* [WHAT IS ASKED] Change every "pin a point" in the material below to "place a marker", and keep everything else the same.

(Extracted data entries)
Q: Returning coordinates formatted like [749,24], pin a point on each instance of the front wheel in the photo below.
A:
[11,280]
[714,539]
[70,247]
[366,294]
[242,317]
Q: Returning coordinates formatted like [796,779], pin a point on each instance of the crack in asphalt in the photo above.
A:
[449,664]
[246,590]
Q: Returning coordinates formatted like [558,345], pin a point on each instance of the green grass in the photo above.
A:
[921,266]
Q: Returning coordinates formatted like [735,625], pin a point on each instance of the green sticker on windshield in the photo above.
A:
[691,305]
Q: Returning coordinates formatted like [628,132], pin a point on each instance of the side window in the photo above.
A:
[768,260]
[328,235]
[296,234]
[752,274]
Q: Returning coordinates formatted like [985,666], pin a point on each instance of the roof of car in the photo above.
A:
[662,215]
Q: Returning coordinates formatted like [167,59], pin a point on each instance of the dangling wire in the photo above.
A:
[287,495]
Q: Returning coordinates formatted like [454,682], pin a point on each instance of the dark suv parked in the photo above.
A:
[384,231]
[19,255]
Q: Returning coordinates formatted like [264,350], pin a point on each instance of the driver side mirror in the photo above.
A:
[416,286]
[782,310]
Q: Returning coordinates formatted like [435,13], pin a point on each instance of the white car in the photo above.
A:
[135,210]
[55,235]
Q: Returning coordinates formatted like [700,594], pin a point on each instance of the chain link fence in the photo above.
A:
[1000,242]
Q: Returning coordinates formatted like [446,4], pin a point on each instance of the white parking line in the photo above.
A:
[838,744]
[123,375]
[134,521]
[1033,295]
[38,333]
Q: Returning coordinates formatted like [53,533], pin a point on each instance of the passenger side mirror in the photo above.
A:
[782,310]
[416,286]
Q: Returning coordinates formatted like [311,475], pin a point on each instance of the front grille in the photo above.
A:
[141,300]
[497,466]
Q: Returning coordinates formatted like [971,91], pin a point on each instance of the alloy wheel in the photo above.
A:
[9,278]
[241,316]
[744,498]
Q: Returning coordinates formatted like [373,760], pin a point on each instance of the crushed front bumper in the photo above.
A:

* [THE RESPONSE]
Q: Returning coordinates formatted like [749,24], place a marker on each instance of the front wheel in the photo below.
A:
[11,280]
[714,539]
[70,247]
[366,294]
[242,317]
Q: Returning coordinates formatted like [796,779], place a marker on each instance of the crack in asphalt in the photo above.
A:
[449,664]
[246,590]
Q: Returning coordinates formatted like [558,345], place a marker on each instance of the green grass in the photo above.
A:
[921,266]
Q: Returning coordinates formatted like [735,625], place a marker on each instance of the green sticker on windshield in the photo above.
A:
[691,305]
Q: Returning coordinates formatted like [628,132], place a marker on each instance of the side window in the photo above.
A:
[768,260]
[328,235]
[296,234]
[752,274]
Q: Returning coordinates formatted like [985,666], place a marker on each instance of the roof of car in the photo above.
A:
[662,215]
Q: Returning coordinates formatted like [167,59], place a marker on each instance of the dangling wire in the photo above.
A:
[287,495]
Q: Returning coordinates formatted like [454,682], place a marker on each instance of the dark suv parked in the photo above.
A:
[384,231]
[19,255]
Q: Returning coordinates formatted like [264,350], place a marker on each instance of the driver side mirror in the photo above.
A:
[416,286]
[782,310]
Q: Returning coordinates formatted like [435,13], place a marker on each instance of the white car in the photo above.
A:
[135,210]
[55,235]
Q: Returning coordinates formatted like [700,594], place a marker on each instance of the chain link fence in the photo above.
A:
[1000,242]
Q: Returning coordinates formatted like [446,4], place a marker on each instance of the white parking line in the photo above.
A:
[838,744]
[123,375]
[134,521]
[1033,295]
[38,333]
Q: Returning coordinates formatted like [53,533], place a marker on each instance of the passenger side mirror in the photo above.
A:
[782,310]
[416,286]
Q: Returning coordinates formatted like [311,475], place a marker on each instance of the front grille in the photo above.
A:
[141,300]
[497,466]
Q: Returning coordinates formatted like [971,91], place a marker on each instance of the alloy wheel in the photo above.
A:
[9,278]
[241,316]
[744,498]
Q: Returning coordinates formatted like [373,760], place a marker on each instance of the crushed front bumper in the photo above.
A:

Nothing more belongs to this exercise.